Document segment =
Service Deployment

This document introduces how to deploy the SQLRec system.

System Requirements

SQLRec currently supports AMD64 Linux systems, with MacOS support coming soon.

Hardware Requirements:

Memory: At least 32GB
Disk: At least 256GB
Network: Reliable internet connection (if using an accelerator, note to use tun mode)

Quick Deployment (Minikube)

You can quickly deploy a test environment using Minikube:

bash

# clone sqlrec repository
git clone https://github.com/sqlrec/sqlrec.git
cd ./sqlrec/deploy

# deploy minikube
./deploy_minikube.sh

# verify pod status, wait all pod ready
alias kubectl="minikube kubectl --"
kubectl get pod --ALL

# download resource
./download_resource.sh

# deploy sqlrec and dependencies services
./deploy_components.sh

# verify pod status, wait all pod ready
kubectl get pod --ALL

# verify sqlrec service
cd ..
bash ./bin/beeline.sh

Notes:

The Minikube-based deployment solution above is for testing only
If you need to redeploy, you can first delete the cluster via minikube delete
Some components are not deployed by default, such as Kyuubi, Jupyter, etc. If needed, you can execute the corresponding deployment scripts in the deploy directory
You can customize passwords, network ports, and other parameters in env.sh

Production Environment Deployment

For production environments, you need to first deploy reliable big data infrastructure, then refer to the scripts under deploy to initialize the database and deploy SQLRec Deployment.

Core Dependency Services

SQLRec requires the following core dependency services to run:

Service	Purpose	Required
Kubernetes	Container orchestration platform for deploying and managing model training, export, and serving	Yes
PostgreSQL	Metadata storage, storing model, service, function definitions, etc.	Yes
Hive Metastore	Table metadata management, managing Hive table structure information	Yes
Flink SQL Gateway	SQL execution engine, executing Flink SQL statements	Yes
Distributed Storage	Storing model files, training data, etc. (MinIO/JuiceFS/HDFS)	Yes

Optional Dependency Services

Service	Purpose
Kafka	Message queue for streaming data processing
Redis	Cache service
Milvus	Vector database for vector search
Spark	Distributed computing engine
Kyuubi	SQL gateway, providing multi-tenant SQL services
Jupyter	Notebook environment for interactive development

PersistentVolume Configuration

SQLRec relies on Kubernetes PersistentVolume (PV) to store client components and configuration files. Production environments need to prepare the following PVs in advance:

Required PVs:

PV Name	Purpose	Size Recommendation
`sqlrec-lib-pv`	Store dependency JAR packages (JuiceFS Hadoop JAR, etc.)	128Gi
`sqlrec-client-pv`	Store client components (Hadoop, Hive, Spark, Java)	128Gi

Hadoop Configuration File Requirements:

SQLRec needs to load Hadoop configuration at startup. The startup script bin/sqlrec is as follows:

bash

#!/bin/bash
set -ex

export PATH=$PATH:${HADOOP_HOME}/bin
export HADOOP_CLASSPATH=`hadoop classpath`
export CLASSPATH=$CLASSPATH:${HADOOP_CLASSPATH}
export HADOOP_CONF_DIR=${HADOOP_CONF_DIR:-${HADOOP_HOME}/etc/hadoop}

java -cp ./*:${CLASSPATH} com.sqlrec.frontend.Main

Key Configuration Files:

File	Description	Required Configuration Items
`core-site.xml`	Hadoop core configuration	`fs.defaultFS`, JuiceFS related configurations
`hdfs-site.xml`	HDFS configuration	Replication factor, block size, etc.

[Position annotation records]
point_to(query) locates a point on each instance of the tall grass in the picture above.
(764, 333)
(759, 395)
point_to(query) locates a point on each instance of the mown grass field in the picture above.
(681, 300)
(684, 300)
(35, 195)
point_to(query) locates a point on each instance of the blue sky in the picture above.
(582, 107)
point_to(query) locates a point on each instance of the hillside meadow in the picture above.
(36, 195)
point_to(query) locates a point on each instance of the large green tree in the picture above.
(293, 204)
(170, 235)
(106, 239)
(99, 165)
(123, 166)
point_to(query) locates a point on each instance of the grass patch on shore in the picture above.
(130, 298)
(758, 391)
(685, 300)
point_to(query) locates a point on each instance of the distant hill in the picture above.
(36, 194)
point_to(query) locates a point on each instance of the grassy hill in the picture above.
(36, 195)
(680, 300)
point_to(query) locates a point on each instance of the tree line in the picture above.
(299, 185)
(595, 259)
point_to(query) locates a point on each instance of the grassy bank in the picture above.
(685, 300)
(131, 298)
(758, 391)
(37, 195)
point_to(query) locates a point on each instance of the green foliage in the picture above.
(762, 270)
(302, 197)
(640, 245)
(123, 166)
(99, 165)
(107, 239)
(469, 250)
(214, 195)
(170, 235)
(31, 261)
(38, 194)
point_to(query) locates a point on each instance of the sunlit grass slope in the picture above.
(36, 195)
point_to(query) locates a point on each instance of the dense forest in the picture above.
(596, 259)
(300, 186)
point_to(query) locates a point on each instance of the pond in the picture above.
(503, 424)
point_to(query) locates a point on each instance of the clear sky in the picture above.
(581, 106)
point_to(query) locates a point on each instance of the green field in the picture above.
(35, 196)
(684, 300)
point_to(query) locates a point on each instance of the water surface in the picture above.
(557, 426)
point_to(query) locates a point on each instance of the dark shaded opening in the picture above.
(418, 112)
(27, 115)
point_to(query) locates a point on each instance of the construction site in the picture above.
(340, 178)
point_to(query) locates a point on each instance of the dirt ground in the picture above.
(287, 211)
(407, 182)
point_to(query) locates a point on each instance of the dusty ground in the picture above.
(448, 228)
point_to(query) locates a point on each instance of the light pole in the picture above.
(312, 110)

What you will do =
a) What minimum amount of memory does the SQLRec deployment guide require?
b) Rewrite the stretch of the SQLRec deployment guide from "This document introduces" through "use tun mode)", putting "x86-64" in place of "AMD64".

In response =
a) At least 32GB.

b)
This document introduces how to deploy the SQLRec system.

System Requirements

SQLRec currently supports x86-64 Linux systems, with MacOS support coming soon.

Hardware Requirements:

Memory: At least 32GB
Disk: At least 256GB
Network: Reliable internet connection (if using an accelerator, note to use tun mode)